● Problem to work on
Among the entries below, one line contains "positive clicks: (557, 93)" and another contains "positive clicks: (512, 94) (513, 106)". Transcribe those two lines and every line between them, exactly.

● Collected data
####

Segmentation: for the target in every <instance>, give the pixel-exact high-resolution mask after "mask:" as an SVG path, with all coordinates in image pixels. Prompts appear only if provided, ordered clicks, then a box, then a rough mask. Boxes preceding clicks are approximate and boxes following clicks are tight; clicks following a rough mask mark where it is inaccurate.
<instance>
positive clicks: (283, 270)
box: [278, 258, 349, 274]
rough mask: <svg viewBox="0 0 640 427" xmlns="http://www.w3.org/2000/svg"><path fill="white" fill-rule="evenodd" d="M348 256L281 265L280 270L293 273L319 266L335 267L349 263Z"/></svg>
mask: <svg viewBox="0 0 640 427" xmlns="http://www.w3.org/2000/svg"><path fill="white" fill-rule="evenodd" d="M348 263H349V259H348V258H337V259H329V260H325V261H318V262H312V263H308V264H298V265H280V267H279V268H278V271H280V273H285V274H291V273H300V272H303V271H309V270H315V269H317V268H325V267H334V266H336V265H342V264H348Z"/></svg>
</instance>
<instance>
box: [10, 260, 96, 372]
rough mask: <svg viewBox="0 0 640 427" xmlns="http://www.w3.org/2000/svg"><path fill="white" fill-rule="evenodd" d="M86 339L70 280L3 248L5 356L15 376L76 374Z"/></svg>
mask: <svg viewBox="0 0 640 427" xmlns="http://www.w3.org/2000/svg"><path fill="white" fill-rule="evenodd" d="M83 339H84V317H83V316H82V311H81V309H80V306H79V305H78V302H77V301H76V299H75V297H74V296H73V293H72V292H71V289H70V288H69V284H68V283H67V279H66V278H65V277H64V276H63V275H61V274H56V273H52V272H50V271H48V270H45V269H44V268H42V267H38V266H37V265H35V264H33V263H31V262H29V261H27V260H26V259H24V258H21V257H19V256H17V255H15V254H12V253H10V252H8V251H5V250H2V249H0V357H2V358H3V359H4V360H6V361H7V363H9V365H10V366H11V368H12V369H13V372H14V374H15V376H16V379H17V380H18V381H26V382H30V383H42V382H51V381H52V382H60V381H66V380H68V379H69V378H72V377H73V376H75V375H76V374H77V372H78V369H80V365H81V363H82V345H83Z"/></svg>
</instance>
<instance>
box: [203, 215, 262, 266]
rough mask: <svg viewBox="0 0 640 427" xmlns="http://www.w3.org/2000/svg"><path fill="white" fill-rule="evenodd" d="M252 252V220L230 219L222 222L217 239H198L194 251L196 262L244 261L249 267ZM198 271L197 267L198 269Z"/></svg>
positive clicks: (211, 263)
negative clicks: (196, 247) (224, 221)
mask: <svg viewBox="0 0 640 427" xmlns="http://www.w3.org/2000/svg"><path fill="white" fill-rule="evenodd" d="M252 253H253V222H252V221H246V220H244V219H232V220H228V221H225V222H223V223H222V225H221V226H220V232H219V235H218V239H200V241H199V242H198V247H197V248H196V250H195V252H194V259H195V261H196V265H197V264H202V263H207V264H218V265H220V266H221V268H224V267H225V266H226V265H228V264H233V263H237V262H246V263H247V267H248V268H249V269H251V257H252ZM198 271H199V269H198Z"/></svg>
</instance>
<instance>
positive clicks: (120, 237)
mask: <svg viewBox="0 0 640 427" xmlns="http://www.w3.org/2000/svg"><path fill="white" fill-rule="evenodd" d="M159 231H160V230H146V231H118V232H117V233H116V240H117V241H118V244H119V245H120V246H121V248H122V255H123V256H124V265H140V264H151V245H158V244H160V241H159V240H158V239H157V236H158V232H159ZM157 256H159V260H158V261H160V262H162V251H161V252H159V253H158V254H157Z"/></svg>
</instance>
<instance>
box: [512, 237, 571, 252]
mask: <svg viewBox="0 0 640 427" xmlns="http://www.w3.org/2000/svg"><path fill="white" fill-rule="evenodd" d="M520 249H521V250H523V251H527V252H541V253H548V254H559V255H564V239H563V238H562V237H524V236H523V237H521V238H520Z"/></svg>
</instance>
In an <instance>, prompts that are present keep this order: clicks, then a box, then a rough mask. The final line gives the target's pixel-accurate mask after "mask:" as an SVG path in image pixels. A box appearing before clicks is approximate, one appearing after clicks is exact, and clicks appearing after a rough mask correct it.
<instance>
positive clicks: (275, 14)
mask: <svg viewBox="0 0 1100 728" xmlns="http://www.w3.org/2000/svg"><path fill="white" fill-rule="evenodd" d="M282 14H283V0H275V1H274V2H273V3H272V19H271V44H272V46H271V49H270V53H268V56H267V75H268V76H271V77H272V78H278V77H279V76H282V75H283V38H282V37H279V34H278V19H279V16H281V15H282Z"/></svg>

####

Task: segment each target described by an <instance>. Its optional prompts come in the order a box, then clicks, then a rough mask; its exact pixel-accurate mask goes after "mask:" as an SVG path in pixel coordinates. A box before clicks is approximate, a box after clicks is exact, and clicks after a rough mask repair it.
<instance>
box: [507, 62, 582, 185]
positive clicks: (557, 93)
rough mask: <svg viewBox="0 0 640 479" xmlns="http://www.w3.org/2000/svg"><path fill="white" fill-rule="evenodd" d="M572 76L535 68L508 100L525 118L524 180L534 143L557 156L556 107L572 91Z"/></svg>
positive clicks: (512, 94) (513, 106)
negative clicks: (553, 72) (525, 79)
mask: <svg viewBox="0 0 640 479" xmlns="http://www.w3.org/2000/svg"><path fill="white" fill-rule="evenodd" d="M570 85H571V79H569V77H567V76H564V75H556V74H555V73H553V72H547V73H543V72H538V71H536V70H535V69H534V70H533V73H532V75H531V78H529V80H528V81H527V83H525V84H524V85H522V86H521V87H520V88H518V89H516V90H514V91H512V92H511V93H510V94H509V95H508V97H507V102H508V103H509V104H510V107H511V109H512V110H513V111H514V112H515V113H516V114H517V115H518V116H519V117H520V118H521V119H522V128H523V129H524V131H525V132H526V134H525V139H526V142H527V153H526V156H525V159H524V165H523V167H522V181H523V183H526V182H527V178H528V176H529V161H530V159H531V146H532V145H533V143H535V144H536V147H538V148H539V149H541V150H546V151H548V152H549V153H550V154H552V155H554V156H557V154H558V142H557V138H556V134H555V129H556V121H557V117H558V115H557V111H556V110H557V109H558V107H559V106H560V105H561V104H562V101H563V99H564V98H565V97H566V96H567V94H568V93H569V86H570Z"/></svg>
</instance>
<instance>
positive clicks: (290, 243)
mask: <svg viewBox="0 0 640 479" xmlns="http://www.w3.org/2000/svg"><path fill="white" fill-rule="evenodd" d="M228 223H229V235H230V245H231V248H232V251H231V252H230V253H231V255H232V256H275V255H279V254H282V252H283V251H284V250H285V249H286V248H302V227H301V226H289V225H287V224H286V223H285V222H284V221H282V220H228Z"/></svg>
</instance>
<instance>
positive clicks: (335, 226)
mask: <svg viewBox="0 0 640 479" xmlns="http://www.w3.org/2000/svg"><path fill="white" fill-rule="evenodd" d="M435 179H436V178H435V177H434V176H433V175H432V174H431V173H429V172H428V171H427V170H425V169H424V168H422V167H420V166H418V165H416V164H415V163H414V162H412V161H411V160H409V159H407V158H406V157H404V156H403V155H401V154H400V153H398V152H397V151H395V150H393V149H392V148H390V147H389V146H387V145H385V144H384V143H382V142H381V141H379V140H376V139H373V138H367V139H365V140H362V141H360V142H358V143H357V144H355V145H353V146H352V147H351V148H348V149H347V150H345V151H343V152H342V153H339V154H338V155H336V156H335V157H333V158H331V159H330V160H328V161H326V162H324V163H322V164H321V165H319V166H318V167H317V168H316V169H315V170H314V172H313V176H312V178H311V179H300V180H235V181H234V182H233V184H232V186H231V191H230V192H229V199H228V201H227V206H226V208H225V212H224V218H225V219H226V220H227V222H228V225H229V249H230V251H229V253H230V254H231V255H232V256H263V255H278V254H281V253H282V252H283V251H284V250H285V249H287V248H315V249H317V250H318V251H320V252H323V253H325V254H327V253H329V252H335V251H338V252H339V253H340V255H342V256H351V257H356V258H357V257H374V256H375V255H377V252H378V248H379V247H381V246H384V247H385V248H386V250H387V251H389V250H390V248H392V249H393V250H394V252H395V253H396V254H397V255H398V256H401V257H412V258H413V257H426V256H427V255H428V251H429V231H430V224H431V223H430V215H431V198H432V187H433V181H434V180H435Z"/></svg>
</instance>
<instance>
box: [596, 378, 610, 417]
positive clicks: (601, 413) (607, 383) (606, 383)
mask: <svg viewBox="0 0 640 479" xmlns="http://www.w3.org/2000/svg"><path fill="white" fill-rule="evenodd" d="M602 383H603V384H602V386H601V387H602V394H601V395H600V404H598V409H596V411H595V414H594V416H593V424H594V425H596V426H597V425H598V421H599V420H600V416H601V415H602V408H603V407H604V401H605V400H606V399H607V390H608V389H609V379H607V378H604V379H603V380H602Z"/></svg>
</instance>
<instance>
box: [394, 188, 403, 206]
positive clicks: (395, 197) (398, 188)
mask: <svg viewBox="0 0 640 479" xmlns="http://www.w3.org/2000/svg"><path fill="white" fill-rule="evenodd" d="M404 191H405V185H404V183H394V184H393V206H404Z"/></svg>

####

● Response for this exercise
positive clicks: (557, 93)
rough mask: <svg viewBox="0 0 640 479" xmlns="http://www.w3.org/2000/svg"><path fill="white" fill-rule="evenodd" d="M572 76L535 68L508 100L525 118L524 180L534 143L557 156L556 107L572 91Z"/></svg>
positive clicks: (512, 94) (513, 106)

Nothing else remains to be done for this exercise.